Pick out every line of the records that contains the string "chunk", treating uppercase and lowercase as distinct, and copy each such line.

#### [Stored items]
---------------

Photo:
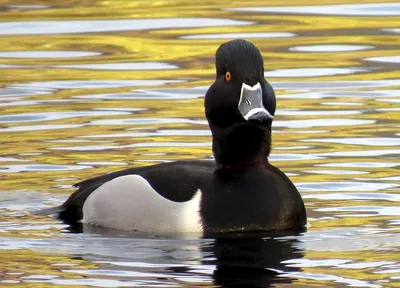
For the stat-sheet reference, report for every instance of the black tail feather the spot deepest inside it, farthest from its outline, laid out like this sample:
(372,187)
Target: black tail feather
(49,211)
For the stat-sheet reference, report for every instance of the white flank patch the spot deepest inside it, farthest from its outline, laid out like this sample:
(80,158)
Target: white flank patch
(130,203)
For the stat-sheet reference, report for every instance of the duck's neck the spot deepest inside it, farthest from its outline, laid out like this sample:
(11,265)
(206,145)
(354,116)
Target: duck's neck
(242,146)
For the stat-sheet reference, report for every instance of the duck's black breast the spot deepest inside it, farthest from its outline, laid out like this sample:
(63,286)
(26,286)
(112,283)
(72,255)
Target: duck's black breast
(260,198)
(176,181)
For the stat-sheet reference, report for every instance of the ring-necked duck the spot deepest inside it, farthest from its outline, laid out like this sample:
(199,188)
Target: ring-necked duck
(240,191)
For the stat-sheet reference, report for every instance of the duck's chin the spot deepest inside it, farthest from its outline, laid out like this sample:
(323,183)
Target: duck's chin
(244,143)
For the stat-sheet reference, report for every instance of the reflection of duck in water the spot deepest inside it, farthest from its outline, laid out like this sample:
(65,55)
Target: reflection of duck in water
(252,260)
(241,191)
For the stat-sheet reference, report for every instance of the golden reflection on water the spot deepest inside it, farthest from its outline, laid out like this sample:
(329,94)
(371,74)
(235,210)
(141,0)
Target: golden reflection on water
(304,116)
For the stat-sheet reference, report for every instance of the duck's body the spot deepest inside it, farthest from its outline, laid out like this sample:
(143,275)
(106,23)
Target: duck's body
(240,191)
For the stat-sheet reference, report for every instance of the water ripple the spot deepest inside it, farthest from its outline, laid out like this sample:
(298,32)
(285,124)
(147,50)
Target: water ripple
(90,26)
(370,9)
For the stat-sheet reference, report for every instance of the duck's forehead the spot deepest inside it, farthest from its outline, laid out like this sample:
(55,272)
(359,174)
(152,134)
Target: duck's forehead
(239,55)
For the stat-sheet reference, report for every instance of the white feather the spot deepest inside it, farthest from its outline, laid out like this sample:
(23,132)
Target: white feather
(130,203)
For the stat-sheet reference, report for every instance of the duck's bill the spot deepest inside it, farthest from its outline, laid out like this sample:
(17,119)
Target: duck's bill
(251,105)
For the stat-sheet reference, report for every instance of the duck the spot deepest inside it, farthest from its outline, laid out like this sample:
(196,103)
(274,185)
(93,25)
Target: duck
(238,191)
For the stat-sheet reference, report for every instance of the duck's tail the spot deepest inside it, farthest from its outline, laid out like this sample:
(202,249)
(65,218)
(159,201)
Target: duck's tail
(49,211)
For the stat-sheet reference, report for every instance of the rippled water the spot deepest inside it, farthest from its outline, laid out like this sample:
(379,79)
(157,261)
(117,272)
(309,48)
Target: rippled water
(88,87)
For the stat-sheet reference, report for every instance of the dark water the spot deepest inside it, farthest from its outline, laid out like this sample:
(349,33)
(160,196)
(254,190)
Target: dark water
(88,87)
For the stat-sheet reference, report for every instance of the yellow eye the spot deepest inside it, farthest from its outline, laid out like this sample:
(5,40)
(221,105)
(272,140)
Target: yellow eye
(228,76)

---------------

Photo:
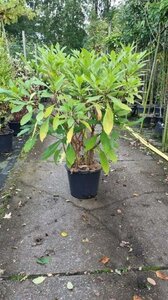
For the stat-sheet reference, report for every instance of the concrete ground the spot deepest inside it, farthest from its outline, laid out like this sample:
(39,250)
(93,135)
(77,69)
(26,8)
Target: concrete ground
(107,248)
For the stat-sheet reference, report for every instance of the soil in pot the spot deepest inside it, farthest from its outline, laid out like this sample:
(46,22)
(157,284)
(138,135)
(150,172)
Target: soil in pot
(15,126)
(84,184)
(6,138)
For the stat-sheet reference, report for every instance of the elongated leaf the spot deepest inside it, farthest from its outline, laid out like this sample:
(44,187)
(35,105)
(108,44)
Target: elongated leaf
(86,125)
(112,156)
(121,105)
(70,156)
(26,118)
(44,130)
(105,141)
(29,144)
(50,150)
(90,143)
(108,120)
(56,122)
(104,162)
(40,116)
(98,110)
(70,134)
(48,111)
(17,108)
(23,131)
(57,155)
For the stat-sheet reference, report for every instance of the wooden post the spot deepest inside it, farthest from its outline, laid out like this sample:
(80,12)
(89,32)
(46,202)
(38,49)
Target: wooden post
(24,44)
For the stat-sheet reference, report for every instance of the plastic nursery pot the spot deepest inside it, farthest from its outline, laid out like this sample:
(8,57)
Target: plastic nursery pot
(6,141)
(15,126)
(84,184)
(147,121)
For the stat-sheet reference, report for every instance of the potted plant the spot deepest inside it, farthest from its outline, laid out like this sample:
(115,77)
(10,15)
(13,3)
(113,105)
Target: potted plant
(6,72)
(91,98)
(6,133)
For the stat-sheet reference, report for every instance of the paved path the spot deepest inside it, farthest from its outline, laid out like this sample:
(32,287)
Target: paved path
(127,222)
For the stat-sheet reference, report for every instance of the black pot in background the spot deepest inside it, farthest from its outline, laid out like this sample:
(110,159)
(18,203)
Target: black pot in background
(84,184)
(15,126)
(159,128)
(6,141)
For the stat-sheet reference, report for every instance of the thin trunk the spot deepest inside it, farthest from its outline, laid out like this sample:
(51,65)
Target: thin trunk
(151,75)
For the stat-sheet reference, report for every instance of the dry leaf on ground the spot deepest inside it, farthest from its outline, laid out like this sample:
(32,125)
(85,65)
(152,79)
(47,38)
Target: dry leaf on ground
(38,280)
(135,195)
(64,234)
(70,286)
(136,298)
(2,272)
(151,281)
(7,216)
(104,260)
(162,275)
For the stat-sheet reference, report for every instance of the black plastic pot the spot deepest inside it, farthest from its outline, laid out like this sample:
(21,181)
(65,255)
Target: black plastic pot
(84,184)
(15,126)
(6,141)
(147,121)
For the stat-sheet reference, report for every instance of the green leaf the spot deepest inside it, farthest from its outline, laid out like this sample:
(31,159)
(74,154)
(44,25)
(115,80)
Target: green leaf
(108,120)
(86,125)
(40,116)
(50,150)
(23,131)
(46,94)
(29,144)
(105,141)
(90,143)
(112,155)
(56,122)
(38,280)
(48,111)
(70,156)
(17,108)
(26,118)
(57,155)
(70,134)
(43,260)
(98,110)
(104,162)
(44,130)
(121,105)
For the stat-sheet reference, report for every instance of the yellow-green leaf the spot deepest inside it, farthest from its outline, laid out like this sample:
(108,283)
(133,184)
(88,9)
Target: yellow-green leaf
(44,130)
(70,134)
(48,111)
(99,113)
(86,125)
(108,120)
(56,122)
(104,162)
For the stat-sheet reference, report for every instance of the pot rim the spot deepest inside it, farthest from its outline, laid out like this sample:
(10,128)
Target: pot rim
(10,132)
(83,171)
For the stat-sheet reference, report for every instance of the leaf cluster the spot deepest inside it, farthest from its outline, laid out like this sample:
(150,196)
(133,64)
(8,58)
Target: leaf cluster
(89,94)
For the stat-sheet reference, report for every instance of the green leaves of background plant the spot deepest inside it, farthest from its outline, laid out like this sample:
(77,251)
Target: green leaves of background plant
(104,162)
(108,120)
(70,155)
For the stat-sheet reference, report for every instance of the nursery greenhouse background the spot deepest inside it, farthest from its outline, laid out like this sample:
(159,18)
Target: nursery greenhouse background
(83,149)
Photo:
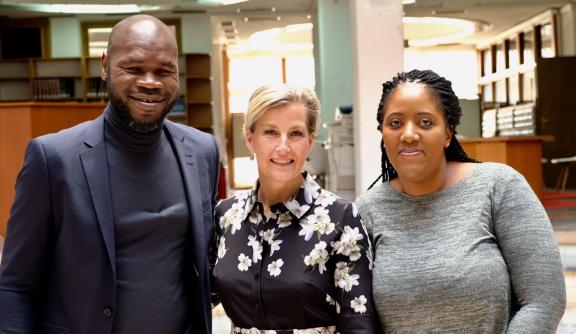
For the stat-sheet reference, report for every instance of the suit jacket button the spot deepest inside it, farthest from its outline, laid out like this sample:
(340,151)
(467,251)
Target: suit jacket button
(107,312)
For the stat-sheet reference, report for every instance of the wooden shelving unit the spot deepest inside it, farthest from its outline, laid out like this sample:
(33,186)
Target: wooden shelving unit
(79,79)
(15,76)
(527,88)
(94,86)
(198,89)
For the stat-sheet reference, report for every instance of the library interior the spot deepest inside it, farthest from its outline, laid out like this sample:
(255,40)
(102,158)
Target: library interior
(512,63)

---------------

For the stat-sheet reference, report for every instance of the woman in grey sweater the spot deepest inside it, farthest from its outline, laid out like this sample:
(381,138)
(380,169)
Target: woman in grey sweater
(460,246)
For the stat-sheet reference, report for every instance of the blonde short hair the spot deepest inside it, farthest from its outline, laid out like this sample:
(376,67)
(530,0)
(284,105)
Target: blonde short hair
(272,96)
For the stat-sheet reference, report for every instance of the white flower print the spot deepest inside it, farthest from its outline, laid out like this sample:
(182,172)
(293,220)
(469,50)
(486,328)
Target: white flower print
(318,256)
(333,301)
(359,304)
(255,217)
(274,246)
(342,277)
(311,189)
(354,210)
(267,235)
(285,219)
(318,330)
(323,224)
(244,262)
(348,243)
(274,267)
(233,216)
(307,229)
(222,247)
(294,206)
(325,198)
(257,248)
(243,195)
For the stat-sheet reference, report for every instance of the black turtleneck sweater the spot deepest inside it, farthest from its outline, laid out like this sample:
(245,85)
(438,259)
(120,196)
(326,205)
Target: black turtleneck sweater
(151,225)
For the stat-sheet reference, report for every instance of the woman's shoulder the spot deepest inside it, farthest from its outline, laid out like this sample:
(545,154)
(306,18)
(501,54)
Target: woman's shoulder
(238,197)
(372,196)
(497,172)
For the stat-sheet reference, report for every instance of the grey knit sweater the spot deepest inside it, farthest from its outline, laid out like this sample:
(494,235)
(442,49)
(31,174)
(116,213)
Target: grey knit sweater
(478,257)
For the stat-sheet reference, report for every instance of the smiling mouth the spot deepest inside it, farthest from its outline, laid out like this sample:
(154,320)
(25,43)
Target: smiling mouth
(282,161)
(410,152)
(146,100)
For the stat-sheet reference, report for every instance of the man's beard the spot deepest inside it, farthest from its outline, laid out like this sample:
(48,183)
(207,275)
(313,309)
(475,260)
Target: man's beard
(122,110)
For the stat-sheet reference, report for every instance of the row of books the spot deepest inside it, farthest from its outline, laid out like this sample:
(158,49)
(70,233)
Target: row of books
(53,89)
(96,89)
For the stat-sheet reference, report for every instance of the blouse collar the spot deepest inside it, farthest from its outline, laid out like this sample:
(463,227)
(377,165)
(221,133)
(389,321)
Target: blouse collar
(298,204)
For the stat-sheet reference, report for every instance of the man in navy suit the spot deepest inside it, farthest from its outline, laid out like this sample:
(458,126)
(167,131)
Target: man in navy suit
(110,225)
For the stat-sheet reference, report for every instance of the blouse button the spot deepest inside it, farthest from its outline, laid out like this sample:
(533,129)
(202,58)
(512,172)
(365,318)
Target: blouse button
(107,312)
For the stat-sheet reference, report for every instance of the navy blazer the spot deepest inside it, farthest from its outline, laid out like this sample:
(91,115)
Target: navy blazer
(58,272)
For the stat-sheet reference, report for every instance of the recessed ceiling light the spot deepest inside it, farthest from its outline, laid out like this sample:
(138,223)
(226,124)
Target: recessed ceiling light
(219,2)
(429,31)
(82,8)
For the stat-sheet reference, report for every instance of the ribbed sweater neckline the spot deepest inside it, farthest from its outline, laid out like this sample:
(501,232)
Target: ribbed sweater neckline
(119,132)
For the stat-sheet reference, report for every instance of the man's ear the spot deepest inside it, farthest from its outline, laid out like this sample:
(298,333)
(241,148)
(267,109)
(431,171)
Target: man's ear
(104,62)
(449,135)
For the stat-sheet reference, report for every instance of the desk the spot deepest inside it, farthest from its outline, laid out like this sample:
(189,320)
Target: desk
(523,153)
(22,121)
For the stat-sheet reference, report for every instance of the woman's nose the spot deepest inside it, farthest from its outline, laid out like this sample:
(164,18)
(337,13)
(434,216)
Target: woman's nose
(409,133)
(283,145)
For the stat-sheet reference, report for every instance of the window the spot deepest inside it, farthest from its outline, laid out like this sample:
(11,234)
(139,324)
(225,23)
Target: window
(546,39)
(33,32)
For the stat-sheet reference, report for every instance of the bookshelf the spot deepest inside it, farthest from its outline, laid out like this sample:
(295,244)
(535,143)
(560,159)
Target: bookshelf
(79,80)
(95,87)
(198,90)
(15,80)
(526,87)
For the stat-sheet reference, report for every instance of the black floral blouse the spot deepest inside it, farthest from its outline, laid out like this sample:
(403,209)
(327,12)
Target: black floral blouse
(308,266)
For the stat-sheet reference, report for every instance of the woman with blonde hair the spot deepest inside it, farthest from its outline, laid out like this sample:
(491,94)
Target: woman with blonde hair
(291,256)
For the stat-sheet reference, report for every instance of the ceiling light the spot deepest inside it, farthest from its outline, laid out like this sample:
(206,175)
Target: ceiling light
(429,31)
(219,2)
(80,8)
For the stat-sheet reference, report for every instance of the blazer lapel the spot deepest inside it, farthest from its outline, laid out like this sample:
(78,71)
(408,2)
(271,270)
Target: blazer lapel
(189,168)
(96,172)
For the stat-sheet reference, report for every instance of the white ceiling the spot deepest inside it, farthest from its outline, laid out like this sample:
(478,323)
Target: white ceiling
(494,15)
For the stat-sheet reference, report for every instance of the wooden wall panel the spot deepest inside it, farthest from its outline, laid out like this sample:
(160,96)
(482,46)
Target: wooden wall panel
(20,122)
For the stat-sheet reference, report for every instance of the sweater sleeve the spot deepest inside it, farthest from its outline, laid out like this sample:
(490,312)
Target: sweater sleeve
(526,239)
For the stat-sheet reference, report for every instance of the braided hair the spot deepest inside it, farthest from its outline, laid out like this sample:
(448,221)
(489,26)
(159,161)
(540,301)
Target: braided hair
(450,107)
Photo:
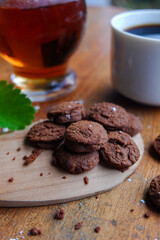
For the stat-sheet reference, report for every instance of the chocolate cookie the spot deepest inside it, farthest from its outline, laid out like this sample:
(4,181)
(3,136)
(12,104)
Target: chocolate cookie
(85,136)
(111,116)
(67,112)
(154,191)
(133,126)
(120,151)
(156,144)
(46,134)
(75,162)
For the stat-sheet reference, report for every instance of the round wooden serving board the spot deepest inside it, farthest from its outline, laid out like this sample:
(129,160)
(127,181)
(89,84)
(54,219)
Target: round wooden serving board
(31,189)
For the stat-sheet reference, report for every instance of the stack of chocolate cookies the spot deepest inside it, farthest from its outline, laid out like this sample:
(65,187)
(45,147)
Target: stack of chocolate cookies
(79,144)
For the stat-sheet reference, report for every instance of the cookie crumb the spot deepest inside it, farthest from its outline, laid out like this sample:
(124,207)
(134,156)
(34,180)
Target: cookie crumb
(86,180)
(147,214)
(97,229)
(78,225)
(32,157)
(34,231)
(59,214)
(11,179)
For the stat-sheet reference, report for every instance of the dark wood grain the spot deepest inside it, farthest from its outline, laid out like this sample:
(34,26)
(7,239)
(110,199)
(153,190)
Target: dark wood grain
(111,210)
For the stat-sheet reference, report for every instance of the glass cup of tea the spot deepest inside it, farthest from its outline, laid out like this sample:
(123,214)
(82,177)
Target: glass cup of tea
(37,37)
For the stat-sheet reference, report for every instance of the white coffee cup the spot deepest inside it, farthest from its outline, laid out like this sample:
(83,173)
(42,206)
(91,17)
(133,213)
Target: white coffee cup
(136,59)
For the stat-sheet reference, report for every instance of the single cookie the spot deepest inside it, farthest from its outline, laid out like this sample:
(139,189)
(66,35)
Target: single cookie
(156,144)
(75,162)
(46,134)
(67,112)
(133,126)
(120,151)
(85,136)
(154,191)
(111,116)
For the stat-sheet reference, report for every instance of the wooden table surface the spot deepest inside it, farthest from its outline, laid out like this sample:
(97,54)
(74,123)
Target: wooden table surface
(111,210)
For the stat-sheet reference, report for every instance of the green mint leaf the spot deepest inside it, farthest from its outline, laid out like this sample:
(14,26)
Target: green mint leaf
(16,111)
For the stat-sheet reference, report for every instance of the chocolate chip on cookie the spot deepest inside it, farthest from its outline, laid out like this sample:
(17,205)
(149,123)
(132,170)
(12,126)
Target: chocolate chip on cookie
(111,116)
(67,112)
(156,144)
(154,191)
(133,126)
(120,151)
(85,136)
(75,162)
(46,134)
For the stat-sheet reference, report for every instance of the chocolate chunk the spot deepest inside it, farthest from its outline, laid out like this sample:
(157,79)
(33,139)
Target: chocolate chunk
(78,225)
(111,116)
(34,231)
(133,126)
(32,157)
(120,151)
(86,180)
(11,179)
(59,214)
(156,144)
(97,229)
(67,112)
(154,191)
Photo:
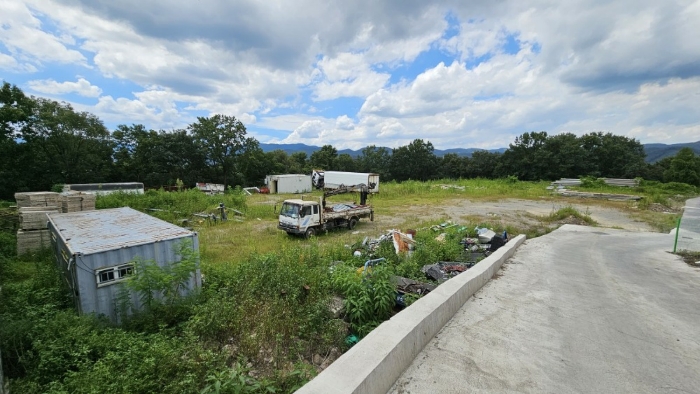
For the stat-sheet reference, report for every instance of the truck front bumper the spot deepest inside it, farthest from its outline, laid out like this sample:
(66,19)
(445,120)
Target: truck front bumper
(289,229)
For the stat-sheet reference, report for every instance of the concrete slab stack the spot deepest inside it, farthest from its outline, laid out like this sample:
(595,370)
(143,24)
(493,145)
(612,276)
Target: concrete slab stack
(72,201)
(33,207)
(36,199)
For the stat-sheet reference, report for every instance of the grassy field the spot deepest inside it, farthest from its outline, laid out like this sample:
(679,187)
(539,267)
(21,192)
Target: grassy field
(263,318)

---------------

#### [The solution]
For the stat-sheet reference, report for every instance of the chocolate chunk the spot deepest inside it, farthest from its outline, laid out like this sample:
Target: chocolate chunk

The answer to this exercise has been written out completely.